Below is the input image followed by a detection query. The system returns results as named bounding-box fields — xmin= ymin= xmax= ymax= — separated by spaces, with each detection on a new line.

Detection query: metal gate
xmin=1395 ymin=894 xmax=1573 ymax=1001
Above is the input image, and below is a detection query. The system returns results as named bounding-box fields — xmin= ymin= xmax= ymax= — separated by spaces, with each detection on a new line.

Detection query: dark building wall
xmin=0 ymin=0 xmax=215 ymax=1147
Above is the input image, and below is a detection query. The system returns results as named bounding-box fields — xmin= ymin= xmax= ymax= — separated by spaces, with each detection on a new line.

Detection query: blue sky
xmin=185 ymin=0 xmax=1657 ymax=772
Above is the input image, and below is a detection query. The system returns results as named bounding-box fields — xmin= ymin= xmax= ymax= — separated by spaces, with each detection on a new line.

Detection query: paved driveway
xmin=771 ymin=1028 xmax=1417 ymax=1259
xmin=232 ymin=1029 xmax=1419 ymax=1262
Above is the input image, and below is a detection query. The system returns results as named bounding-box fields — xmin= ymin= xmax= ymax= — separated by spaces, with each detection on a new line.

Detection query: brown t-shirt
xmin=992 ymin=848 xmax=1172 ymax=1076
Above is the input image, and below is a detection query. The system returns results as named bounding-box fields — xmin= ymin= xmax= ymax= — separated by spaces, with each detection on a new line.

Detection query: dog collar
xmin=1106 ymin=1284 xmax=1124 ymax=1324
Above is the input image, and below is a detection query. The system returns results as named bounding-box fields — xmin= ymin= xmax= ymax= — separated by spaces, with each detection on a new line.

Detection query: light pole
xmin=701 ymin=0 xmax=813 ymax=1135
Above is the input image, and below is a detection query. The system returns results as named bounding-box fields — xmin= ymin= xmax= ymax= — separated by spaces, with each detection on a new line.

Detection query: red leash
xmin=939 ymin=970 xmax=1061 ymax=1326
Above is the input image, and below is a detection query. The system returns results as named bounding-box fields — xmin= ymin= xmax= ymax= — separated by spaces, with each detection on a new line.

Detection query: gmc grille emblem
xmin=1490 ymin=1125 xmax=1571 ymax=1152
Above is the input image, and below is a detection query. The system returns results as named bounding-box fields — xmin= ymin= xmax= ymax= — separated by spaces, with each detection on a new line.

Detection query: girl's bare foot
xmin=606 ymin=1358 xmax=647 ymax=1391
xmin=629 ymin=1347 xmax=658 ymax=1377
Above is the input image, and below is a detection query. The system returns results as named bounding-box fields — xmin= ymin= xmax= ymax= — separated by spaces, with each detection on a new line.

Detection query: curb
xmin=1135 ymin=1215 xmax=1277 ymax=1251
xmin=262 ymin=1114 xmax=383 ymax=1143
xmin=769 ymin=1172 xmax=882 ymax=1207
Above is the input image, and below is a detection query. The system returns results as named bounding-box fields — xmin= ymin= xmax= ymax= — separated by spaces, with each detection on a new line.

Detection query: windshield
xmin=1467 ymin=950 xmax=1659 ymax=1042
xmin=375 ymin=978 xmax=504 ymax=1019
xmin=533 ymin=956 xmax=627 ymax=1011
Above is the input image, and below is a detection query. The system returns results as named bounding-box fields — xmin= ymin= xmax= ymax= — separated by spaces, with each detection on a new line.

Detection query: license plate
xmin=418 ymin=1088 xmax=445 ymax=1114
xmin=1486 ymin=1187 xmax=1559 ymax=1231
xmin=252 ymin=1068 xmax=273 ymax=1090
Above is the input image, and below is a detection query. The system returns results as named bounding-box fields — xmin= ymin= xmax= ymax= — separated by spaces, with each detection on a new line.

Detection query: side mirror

※ ※ ※

* **Task directions**
Without omitting any record, transcribe the data exactly.

* **Written answer**
Below is the input image followed by a detection query. The system returns results as named bounding-box fields — xmin= ymin= xmax= ymax= — separated by spaces, with each detection on a new line.

Detection query: metal gate
xmin=1395 ymin=894 xmax=1573 ymax=1001
Above is the input image, and below is a detection query. The system returns results as named bounding-box fields — xmin= ymin= xmax= ymax= — separated by spaces, with each detection on a new line.

Detection query: dark building wall
xmin=0 ymin=0 xmax=215 ymax=1147
Above is the input image, and below is a detection query. The system returns results as named bounding-box fields — xmin= ymin= xmax= ymax= — separated by spaces, with each detection on a new line.

Detection query: blue sky
xmin=185 ymin=0 xmax=1657 ymax=772
Above is the input image, and below is a detection query. The system returns results as named bounding-box fields — xmin= ymin= xmax= ymax= — separated by spaces, with each detection on a new line.

Detection query: paved driveway
xmin=771 ymin=1028 xmax=1417 ymax=1259
xmin=232 ymin=1029 xmax=1419 ymax=1262
Above is the input image, and below is a detection query. The system returns results as named bounding-box fields — xmin= ymin= xmax= ymax= — separated by spaces, with each detection on a new line.

Detection query: brown t-shirt
xmin=992 ymin=848 xmax=1172 ymax=1076
Above is the input image, and below is a detection query. The system returns results as named bounding-box fields — xmin= ymin= xmax= ymax= — separated by spaces, with each detection on a new line.

Detection query: dog collar
xmin=1106 ymin=1284 xmax=1124 ymax=1324
Above is the input image, and below is a detection query. The system returns results as named bounding-box fields — xmin= ymin= xmax= ymax= — separated by spaces, with each detection on a new line.

Detection query: light pole
xmin=701 ymin=0 xmax=813 ymax=1135
Above is the input image, and below is a detection query. The system returns results as named bounding-box fields — xmin= ymin= xmax= ymax= — separated by spaces, with each detection on a new line.

Detection query: red leash
xmin=939 ymin=970 xmax=1061 ymax=1326
Above is the input image, and below is a detection query. The system returns results as named bounding-box fields — xmin= ymin= xmax= ymax= — separated by spaces, with each detection on a new line.

Detection query: gmc grille emblem
xmin=1490 ymin=1125 xmax=1571 ymax=1152
Above is the input image, and below is a detection query. The system returns results as named bounding-box fields — xmin= ymin= xmax= ymax= — separated by spaces, with each detection on a new line.

Detection query: girl's bare foot
xmin=606 ymin=1358 xmax=647 ymax=1391
xmin=629 ymin=1347 xmax=658 ymax=1377
Above is the input image, and below is a detection query. The system returns results as named bounding-box fields — xmin= ymin= xmax= ymax= — separated by spaces, with each detection on a new line.

Detection query: curb
xmin=1135 ymin=1215 xmax=1277 ymax=1251
xmin=262 ymin=1114 xmax=383 ymax=1143
xmin=769 ymin=1172 xmax=882 ymax=1207
Above is the input image, and below is a detection query. The system returns results as named bounding-box fields — xmin= ymin= xmax= ymax= — separated by spaces, with each detection on a new line.

Detection query: windshield
xmin=1467 ymin=950 xmax=1659 ymax=1042
xmin=375 ymin=978 xmax=504 ymax=1019
xmin=533 ymin=956 xmax=627 ymax=1011
Above is the input image, and below is a detection query. The system returns results as named bounding-box fields — xmin= ymin= xmax= ymax= — separated by spaces, with each detection on a new line.

Detection query: license plate
xmin=418 ymin=1088 xmax=445 ymax=1114
xmin=1486 ymin=1187 xmax=1559 ymax=1231
xmin=252 ymin=1068 xmax=273 ymax=1090
Above is the input image, and below is a detection query. The system returns results as named bounding-box fields — xmin= ymin= xmax= ymax= — separated by spaces, with each detection on a new line.

Detection query: side mirror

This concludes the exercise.